** Tugas Tertulis a **
Tolong tuliskan kembali bagian artikel tentang dominasi politik pria tua yang diawali kata-kata "Faktanya, memang dunia" dan diakhiri dengan "sulit untuk diubah.".

** Teks Pilihan **
Menembus Dominasi Politik Pria-Tua

Senin, 20 April 2015 - 09:39 WIB
Menembus Dominasi Politik...
Menembus Dominasi Politik Pria-Tua
A A A
KANDIDAT presiden perempuan yang maju pada pemilu presiden Amerika Serikat (AS) akan mendapatkan banyak tantangan dan halangan.

Seperti itu pulalah yang dialami Hillary pada pemilu presiden 2016 mendatang. ”Saya pikir Hillary akan berjuang sangat keras,” kata Senator asal California Diane Feinstein. ”Perempuan akan diuji banyak hal, sedangkan kandidat presiden laki-laki tidak demikian. Dan, itulah diskusi selanjutnya (dalam proses kampanye),” tambah senator asal Partai Demokrat itu.

Faktanya, memang dunia politik di AS merupakan perkumpulan pria tua, lebih khususnya lagi kumpulan lelaki tua berkulit putih. Jika diambil angka rata-ratanya, anggota Kongres di AS terdiri atas 80% adalah laki-laki, sekitar 80% berkulit putih dan berusia sekitar 60-an tahun. Suatu alasan besar adalah bahwa hal seperti ini akan terus berlangsung dan kebiasaan ini sangat sulit untuk diubah.

Alasan besar lainnya kaum wanita dan minoritas tidak cukup banyak yang mencalonkan diri untuk sebuah jabatan pemerintahan. Penelitian yang dilakukan oleh Pew Research Center menunjukkan bahwa hanya sekitar 2% warga AS menjabat beberapa jenis jabatan politik, sedangkan warga kulit dengan dua pertiga dari populasi ternyata mereka terwakili dalam 82% kandidat yang maju ke dunia politik.

Jumlah kaum kulit hitam dan hispanik tak hanya kurang terwakili dalam jabatan politik. Mereka juga kurang terwakili dalam suara. Jika dibanding dengan jumlah 12% bagian dari populasi, anggota parlemen dan senator kulit hitam hanya terdapat 5% dan politisi hispanik hanya 6%. Padahal, pertumbuhan populasi di AS sudah mencapai angka 15%.

Entri identifikasi lokasi:
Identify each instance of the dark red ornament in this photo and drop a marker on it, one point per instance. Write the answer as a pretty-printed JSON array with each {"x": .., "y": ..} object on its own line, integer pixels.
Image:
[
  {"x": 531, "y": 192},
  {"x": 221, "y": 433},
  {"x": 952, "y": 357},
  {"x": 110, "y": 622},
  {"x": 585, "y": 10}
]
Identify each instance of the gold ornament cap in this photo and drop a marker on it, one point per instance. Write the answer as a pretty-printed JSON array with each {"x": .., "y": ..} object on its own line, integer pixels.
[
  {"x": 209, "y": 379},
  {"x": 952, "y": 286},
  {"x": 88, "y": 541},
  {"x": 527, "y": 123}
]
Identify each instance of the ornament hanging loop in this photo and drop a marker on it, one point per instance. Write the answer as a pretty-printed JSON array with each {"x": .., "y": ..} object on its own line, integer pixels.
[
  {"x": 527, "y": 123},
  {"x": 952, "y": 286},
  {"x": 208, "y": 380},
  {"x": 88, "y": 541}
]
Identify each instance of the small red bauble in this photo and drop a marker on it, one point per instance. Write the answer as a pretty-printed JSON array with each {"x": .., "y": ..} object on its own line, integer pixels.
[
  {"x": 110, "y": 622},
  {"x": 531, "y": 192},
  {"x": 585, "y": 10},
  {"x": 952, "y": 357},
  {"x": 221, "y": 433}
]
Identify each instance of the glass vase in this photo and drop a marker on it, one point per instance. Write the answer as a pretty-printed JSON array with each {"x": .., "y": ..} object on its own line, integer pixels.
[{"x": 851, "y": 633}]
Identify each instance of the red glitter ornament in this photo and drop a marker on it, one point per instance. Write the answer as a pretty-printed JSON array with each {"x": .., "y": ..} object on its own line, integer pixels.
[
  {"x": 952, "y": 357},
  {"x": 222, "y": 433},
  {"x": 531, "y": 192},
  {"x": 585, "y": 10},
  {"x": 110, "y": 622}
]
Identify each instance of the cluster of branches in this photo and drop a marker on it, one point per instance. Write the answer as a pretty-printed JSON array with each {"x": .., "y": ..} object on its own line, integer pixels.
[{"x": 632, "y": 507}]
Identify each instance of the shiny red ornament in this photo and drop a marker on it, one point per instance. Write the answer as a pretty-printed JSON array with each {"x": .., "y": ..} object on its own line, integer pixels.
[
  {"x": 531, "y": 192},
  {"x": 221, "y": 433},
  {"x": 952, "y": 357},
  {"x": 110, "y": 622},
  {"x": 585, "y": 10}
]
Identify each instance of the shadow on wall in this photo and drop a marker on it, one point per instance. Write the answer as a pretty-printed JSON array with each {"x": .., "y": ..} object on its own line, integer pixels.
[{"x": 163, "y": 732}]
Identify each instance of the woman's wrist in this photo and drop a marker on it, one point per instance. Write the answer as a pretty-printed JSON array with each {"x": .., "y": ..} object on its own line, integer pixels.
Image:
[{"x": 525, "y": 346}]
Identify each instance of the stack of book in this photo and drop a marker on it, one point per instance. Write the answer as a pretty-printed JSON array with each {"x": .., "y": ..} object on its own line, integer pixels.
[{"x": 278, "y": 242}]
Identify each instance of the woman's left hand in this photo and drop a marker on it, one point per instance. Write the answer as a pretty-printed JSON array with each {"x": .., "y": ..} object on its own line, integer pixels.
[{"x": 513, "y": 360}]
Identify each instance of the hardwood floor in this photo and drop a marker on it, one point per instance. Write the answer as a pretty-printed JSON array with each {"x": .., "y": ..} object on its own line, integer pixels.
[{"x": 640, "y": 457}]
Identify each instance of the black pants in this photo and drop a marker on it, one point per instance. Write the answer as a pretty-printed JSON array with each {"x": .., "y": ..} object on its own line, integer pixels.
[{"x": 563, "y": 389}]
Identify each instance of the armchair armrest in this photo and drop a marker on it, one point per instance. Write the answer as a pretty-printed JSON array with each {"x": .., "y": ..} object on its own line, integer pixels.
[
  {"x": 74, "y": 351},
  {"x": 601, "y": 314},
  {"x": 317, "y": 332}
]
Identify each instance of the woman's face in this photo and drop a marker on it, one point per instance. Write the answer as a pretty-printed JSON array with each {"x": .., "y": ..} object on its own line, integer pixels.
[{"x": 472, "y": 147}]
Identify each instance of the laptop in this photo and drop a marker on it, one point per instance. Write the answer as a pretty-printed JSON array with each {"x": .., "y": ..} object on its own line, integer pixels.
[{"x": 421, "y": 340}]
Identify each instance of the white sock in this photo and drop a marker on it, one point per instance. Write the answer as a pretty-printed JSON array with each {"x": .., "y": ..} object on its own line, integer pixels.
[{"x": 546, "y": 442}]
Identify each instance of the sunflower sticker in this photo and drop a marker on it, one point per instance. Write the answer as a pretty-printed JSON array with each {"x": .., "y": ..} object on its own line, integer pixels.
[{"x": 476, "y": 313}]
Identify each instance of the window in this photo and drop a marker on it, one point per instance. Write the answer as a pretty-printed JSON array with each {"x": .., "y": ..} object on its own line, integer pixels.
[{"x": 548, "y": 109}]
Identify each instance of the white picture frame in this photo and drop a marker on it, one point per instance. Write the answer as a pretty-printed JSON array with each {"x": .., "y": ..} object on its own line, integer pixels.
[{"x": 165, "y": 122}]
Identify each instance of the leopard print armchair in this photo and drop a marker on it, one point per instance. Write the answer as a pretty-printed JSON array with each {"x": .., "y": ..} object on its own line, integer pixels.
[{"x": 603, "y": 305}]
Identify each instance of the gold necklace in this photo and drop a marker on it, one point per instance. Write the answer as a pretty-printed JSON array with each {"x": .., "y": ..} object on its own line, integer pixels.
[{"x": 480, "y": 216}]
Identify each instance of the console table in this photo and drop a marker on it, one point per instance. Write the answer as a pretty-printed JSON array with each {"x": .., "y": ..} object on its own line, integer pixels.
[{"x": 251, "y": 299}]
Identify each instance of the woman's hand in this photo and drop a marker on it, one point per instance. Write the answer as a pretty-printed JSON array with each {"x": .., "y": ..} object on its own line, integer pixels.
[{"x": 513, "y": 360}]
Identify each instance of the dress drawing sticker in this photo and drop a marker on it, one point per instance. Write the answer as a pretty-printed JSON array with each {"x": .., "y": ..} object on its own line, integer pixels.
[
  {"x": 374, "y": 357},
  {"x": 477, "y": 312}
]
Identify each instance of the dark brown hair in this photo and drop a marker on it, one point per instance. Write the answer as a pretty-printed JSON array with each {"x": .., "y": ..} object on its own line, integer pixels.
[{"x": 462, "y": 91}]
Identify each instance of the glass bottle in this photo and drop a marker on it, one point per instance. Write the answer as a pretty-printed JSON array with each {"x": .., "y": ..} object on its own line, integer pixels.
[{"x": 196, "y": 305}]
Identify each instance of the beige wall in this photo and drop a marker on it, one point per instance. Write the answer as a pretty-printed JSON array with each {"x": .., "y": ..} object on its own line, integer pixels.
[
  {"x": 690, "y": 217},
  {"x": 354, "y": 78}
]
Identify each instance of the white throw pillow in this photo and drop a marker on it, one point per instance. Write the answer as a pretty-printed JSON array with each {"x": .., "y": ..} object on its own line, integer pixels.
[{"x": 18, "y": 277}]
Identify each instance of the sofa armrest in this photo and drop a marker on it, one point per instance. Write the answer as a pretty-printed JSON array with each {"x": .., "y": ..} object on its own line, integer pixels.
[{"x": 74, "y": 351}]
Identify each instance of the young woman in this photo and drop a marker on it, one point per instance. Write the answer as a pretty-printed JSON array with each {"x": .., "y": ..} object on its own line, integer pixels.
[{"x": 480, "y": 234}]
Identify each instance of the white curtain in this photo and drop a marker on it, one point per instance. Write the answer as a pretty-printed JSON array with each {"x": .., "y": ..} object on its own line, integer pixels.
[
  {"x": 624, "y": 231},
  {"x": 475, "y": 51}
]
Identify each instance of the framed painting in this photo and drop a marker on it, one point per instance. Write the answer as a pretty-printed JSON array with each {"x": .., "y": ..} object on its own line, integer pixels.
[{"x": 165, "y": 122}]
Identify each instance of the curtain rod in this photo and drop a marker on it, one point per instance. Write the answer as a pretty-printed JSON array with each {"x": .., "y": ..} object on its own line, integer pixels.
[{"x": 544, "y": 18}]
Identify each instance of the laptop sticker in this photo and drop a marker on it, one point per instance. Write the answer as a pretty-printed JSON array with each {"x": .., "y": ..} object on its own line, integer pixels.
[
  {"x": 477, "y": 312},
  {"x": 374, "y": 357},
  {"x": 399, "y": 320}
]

** Tugas Tertulis b **
Kembalikan setiap baris catatan di atas yang memuat kata "white".

** Hasil yang Benar a **
Faktanya, memang dunia politik di AS merupakan perkumpulan pria tua, lebih khususnya lagi kumpulan lelaki tua berkulit putih. Jika diambil angka rata-ratanya, anggota Kongres di AS terdiri atas 80% adalah laki-laki, sekitar 80% berkulit putih dan berusia sekitar 60-an tahun. Suatu alasan besar adalah bahwa hal seperti ini akan terus berlangsung dan kebiasaan ini sangat sulit untuk diubah.

** Hasil yang Benar b **
Identify each instance of the white sock in this photo and drop a marker on it, one point per instance. Write the answer as a pretty-printed JSON array with each {"x": .., "y": ..} object on its own line, integer pixels.
Identify each instance of the white picture frame in this photo and drop a marker on it, one point per instance. Write the answer as a pretty-printed JSON array with each {"x": .., "y": ..} object on its own line, integer pixels.
Identify each instance of the white throw pillow in this photo and drop a marker on it, one point per instance. Write the answer as a pretty-printed JSON array with each {"x": .., "y": ..} object on its own line, integer pixels.
Identify each instance of the white curtain in this photo and drop a marker on it, one point per instance. Write the answer as a pretty-printed JSON array with each {"x": .., "y": ..} object on its own line, integer pixels.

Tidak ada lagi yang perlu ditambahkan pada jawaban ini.